§ **TASK**
Please quote exactly the opening lines of the data, from the first line to the one where "Every instance of the green shorts" appears.

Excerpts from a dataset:
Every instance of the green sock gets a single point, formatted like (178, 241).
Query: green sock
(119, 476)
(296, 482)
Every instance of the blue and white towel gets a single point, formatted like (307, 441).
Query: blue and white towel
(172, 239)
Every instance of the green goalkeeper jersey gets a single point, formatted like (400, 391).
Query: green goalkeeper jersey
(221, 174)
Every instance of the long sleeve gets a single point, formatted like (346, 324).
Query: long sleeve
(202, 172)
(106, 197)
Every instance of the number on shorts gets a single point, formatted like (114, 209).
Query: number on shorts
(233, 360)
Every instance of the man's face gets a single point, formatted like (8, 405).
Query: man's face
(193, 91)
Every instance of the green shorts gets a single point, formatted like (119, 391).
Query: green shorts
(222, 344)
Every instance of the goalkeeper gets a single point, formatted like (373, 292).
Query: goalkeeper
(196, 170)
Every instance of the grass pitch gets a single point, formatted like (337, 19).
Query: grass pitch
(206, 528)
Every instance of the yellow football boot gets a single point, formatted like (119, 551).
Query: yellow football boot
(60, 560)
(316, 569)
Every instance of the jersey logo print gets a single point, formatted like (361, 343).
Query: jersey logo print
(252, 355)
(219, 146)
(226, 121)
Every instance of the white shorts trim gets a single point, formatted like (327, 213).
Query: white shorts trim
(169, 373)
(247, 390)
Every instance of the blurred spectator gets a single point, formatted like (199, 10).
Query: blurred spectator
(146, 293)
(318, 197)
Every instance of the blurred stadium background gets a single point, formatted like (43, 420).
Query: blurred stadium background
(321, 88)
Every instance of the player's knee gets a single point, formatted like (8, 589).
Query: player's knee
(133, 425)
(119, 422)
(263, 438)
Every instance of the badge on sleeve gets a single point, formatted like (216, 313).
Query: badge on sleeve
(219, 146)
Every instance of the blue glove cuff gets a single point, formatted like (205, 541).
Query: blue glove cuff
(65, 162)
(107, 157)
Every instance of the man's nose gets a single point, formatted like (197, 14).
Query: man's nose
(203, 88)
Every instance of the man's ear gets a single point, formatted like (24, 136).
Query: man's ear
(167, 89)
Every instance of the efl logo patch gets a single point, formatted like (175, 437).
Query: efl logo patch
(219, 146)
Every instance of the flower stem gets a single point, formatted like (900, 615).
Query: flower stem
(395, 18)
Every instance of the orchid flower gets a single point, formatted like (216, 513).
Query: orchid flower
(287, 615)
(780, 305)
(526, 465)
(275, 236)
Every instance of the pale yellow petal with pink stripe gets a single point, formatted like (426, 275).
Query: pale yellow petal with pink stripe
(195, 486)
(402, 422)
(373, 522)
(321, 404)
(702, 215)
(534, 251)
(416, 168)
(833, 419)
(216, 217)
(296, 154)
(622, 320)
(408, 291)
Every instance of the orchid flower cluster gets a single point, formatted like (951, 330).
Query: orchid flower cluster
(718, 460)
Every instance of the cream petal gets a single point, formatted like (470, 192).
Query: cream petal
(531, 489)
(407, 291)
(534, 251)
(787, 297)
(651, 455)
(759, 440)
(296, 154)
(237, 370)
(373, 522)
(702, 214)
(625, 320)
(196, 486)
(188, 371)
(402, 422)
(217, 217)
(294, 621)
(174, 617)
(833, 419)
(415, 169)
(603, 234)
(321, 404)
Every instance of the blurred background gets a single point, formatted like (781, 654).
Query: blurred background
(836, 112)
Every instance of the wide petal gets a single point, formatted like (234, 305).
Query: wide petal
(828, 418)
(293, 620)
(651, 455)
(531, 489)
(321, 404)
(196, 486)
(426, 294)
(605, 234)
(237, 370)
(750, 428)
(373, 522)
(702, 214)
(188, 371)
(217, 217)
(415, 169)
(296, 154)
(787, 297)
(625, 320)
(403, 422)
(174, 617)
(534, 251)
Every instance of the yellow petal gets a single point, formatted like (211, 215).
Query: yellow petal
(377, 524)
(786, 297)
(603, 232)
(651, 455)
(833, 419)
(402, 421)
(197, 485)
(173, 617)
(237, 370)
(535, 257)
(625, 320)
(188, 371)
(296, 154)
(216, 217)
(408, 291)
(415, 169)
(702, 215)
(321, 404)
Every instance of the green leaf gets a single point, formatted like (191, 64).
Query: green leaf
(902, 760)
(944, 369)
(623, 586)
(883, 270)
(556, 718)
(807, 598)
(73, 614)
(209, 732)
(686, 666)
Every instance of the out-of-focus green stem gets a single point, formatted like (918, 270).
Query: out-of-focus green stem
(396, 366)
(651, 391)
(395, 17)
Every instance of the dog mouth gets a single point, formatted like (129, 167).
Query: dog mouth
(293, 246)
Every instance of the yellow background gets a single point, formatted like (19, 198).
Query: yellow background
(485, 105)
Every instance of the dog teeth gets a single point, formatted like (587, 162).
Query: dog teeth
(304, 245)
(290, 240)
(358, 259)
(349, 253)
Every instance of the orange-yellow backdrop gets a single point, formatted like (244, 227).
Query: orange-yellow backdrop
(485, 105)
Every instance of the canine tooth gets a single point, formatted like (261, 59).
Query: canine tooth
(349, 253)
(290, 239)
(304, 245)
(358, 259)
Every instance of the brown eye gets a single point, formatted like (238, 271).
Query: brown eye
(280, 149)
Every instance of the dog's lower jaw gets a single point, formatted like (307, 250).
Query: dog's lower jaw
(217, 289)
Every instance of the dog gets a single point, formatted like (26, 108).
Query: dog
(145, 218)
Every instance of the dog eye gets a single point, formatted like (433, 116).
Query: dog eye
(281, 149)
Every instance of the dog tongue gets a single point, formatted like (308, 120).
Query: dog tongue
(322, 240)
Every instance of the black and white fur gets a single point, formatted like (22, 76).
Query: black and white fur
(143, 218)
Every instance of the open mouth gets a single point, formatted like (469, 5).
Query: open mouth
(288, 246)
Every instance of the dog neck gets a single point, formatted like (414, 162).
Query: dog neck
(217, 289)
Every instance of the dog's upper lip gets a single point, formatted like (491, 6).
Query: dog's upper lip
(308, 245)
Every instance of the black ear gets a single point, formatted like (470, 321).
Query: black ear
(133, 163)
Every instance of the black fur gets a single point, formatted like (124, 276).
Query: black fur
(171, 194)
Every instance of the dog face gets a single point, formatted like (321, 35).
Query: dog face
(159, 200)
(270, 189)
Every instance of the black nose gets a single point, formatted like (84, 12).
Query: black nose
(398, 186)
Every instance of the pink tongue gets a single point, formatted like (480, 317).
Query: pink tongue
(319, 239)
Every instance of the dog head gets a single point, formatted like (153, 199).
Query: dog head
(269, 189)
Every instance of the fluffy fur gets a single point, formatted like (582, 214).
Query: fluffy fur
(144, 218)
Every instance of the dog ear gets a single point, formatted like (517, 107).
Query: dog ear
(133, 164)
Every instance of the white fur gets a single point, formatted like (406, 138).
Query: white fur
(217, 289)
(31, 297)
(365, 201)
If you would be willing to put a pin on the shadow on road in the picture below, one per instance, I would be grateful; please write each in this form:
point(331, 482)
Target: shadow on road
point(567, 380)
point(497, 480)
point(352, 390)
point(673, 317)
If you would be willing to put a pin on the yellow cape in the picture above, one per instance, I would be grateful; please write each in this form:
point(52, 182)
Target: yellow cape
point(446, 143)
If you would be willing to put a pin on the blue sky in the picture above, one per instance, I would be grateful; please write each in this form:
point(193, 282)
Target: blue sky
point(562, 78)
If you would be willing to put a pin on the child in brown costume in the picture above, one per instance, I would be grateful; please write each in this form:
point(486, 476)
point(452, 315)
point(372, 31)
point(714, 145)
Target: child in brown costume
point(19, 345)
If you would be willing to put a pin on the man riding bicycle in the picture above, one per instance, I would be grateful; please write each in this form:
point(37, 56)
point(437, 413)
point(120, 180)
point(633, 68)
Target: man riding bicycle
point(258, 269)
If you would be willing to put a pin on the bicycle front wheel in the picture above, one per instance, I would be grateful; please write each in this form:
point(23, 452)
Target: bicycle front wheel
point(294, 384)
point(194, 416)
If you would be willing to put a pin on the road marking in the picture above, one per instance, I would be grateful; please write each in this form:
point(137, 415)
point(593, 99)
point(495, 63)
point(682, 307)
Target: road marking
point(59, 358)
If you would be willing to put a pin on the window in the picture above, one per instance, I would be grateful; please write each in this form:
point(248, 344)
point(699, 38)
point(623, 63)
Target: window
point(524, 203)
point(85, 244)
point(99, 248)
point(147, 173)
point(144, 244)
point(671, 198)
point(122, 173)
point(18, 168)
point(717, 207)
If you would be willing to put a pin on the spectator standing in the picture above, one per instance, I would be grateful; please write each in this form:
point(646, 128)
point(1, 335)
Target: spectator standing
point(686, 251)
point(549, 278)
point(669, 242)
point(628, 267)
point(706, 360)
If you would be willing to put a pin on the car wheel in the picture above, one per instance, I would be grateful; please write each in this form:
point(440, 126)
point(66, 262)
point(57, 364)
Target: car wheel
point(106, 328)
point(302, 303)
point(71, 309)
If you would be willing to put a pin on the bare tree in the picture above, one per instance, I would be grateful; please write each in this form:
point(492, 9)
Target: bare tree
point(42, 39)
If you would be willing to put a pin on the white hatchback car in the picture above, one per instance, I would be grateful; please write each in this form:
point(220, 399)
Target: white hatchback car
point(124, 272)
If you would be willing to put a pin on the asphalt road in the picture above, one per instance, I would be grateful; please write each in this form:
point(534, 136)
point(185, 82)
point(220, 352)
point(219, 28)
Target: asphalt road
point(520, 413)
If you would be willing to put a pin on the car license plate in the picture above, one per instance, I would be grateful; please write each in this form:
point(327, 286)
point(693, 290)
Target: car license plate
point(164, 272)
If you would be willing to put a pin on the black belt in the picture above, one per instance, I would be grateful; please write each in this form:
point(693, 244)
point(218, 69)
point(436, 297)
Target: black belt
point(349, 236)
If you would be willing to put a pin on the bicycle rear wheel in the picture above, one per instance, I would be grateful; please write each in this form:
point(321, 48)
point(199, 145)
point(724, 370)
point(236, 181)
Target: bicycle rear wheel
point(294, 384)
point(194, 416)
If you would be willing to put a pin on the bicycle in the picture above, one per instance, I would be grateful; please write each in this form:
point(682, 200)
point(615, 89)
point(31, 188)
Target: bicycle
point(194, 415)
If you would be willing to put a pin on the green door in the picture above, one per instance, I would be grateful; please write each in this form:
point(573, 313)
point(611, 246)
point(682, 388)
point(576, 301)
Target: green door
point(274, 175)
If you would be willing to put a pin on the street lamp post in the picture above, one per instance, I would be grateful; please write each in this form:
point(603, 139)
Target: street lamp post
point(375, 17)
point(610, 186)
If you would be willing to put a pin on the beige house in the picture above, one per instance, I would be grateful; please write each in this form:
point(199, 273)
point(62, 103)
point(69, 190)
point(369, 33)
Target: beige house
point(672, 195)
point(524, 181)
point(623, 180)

§ **RESULT FOR THIS TASK**
Every instance of the green sock gets a single point, formatted like (178, 241).
Query: green sock
(119, 476)
(296, 482)
Every instance of the blue and white towel gets a single point, formatted like (307, 441).
Query: blue and white towel
(172, 239)
Every instance of the green goalkeeper jersey gets a single point, formatted like (400, 391).
Query: green goalkeeper jersey
(221, 174)
Every instance of the long sleeve gets a single point, formatted like (346, 324).
Query: long sleeve
(202, 172)
(106, 197)
Every instance of the number on shorts gets a single point, formatted like (114, 209).
Query: number on shorts
(233, 360)
Every instance of the man's face gets a single point, formatted like (8, 405).
Query: man's face
(193, 91)
Every instance of the green shorts gets a single point, formatted like (119, 391).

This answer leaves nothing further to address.